About this exercise » Leaving out every line that comes before the one containing "At your convenience, would you please detect every power", output the rest of the records exactly, the final line included.

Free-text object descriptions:
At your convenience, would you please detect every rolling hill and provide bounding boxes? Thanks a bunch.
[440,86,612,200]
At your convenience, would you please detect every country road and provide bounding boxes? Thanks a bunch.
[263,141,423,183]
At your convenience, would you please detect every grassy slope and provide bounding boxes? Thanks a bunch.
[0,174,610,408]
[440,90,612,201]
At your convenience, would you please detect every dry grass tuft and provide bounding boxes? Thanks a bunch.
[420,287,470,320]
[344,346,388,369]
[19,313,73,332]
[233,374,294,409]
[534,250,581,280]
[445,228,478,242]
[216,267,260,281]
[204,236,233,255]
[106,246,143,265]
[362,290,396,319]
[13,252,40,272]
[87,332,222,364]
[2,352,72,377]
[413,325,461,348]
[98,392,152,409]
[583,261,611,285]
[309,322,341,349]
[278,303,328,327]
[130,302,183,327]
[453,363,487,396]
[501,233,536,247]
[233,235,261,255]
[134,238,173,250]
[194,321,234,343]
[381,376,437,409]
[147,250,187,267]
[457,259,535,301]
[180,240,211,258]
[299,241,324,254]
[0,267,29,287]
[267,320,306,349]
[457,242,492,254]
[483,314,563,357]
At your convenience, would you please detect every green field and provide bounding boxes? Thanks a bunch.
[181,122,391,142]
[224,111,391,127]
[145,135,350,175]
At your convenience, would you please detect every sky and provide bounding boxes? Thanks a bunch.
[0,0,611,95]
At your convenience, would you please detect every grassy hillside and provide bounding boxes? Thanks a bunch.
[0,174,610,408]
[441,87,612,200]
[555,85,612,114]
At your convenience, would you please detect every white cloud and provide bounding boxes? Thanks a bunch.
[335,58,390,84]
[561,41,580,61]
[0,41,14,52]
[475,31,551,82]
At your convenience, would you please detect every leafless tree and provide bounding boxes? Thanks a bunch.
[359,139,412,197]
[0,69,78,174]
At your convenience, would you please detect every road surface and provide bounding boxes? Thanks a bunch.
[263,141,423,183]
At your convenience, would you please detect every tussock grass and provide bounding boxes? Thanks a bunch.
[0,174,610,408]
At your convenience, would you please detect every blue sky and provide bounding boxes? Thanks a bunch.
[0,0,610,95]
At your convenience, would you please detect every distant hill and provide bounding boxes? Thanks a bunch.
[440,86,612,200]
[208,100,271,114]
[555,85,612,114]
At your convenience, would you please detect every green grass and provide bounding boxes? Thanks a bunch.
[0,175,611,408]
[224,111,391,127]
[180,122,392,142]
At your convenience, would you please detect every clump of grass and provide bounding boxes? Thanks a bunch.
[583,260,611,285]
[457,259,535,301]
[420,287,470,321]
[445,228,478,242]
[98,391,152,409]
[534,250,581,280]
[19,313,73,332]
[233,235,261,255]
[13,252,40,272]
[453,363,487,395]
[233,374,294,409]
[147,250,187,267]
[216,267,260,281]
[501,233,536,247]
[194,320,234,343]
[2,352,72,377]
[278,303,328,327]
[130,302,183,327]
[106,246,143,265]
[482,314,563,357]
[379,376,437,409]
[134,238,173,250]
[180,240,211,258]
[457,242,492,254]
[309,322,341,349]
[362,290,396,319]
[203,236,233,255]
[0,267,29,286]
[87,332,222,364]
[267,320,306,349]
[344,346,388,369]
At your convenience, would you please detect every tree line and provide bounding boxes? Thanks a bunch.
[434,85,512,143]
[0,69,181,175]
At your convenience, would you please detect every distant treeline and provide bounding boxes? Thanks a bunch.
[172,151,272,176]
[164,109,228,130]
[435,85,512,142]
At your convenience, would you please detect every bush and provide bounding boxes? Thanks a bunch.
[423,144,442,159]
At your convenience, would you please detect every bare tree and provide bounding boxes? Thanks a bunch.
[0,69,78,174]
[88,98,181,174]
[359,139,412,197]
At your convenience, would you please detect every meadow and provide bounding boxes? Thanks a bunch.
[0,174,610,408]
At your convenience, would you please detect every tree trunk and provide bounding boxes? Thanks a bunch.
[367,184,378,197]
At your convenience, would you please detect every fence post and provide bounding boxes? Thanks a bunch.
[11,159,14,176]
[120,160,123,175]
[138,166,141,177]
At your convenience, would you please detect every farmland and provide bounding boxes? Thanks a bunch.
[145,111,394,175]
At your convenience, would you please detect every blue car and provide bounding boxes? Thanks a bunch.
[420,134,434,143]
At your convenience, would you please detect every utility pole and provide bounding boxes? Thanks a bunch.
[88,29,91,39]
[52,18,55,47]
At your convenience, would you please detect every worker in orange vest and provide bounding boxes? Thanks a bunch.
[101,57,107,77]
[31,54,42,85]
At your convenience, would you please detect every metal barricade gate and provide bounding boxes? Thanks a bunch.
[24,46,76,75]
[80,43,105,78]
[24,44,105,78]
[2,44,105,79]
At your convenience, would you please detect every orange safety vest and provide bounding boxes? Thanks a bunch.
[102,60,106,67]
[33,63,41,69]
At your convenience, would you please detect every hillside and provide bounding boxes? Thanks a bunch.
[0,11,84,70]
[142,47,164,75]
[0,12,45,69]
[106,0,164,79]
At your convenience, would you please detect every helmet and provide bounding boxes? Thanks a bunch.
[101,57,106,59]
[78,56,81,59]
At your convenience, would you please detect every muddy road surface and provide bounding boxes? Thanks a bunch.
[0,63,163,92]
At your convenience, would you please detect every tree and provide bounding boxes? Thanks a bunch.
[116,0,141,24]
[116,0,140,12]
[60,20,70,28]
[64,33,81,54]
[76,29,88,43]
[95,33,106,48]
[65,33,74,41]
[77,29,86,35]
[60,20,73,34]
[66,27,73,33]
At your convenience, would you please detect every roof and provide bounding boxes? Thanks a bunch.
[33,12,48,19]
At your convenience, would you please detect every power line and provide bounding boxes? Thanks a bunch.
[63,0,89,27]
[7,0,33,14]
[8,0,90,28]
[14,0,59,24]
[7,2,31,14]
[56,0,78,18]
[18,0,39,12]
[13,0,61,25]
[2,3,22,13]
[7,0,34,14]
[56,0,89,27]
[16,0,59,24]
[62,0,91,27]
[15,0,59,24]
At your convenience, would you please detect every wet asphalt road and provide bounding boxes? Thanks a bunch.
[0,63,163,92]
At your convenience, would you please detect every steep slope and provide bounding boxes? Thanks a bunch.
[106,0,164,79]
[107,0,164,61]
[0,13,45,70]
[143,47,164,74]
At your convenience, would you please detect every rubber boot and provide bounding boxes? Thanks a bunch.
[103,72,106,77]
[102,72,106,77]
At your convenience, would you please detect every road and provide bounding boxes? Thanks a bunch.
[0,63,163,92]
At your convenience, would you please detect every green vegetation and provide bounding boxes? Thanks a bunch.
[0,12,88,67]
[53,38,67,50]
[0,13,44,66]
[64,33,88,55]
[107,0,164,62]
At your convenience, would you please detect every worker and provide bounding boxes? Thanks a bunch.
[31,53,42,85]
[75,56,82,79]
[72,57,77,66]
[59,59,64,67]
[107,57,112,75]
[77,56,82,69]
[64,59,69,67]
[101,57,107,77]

Expected answer »
At your convenience, would you please detect every power line and provide bounding boxes? Thanks a bunch.
[63,0,89,27]
[7,0,33,14]
[8,0,90,28]
[14,0,59,24]
[7,2,31,14]
[56,0,78,18]
[18,0,39,12]
[13,0,61,25]
[2,3,22,13]
[7,0,34,14]
[56,0,89,27]
[16,0,59,24]
[62,0,91,27]
[15,0,59,24]
At your convenience, would you please detect every wet asphalt road and provide bounding boxes? Thanks a bunch.
[0,63,163,92]
At your convenience, would you please detect every steep slope and provide bounding boxes? Thanks a bunch.
[106,0,164,79]
[107,0,164,61]
[0,13,45,70]
[143,47,164,74]
At your convenience, would you please detect every rubber boot and provide bounding boxes? Thanks a bunch.
[103,72,106,77]
[102,72,106,77]
At your convenience, would you please detect every road and provide bounding boxes? Thanks a bunch.
[0,63,163,92]
At your convenience, would you please detect every green vegetation and provide bounding boxes? Thanks a bunch.
[0,12,88,67]
[53,38,67,50]
[0,13,44,66]
[64,33,88,55]
[107,0,164,62]
At your convenience, would you please detect every worker and provide bounding boxes? Thanks a bunch.
[31,53,42,85]
[75,56,82,79]
[72,57,77,66]
[59,59,64,67]
[107,57,112,75]
[77,56,82,69]
[64,59,69,67]
[101,57,107,77]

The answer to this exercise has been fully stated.